(Saved entries)
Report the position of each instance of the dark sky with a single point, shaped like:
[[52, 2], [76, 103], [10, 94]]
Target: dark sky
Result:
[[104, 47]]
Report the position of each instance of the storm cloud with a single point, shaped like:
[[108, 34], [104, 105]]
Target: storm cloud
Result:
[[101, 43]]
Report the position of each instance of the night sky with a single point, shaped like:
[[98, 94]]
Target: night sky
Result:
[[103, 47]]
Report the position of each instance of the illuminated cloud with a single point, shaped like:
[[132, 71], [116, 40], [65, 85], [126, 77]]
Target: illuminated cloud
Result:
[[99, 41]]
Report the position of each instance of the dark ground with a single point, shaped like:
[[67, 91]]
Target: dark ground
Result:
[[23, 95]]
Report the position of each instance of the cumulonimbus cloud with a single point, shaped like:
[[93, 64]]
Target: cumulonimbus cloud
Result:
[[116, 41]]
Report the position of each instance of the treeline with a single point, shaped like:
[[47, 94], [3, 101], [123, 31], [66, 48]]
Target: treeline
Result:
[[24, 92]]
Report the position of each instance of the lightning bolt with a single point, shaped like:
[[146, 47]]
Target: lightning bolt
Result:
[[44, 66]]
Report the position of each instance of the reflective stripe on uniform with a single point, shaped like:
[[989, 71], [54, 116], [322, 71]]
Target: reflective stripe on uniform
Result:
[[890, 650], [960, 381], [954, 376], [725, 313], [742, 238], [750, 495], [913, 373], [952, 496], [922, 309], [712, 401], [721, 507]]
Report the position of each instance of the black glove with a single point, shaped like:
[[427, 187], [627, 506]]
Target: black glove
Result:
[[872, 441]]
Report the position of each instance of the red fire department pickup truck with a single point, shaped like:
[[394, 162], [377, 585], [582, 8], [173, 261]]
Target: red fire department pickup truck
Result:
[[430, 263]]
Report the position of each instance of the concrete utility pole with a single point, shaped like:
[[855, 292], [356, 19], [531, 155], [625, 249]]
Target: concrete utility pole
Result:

DIRECTIONS - Go through the records above and return every line that holds the string "single".

PROBLEM SOLUTION -
Report the position of each instance of the dark sky with a single point, shaped like:
Report the position of each instance of the storm cloud with a single point, shaped like:
Report the position of each instance of the night sky with a single point, shaped like:
Report the position of each instance of the illuminated cloud with a single point, shaped like:
Report the position of each instance of the dark ground with a single point, shaped like:
Report the position of each instance of the cumulonimbus cloud with a single point, shaped like:
Report the position of each instance of the treeline with a single point, shaped like:
Report the position of each instance of the lightning bolt with a single point, shaped like:
Report the position of each instance of the reflective stripe on uniform with a single point, shaped like:
Report the position of each instance of the black glove with a single point, shaped like:
Report the position of each instance of the red fire department pickup truck with a single point, shaped like:
Report the position of each instance of the concrete utility pole with a single point, shaped like:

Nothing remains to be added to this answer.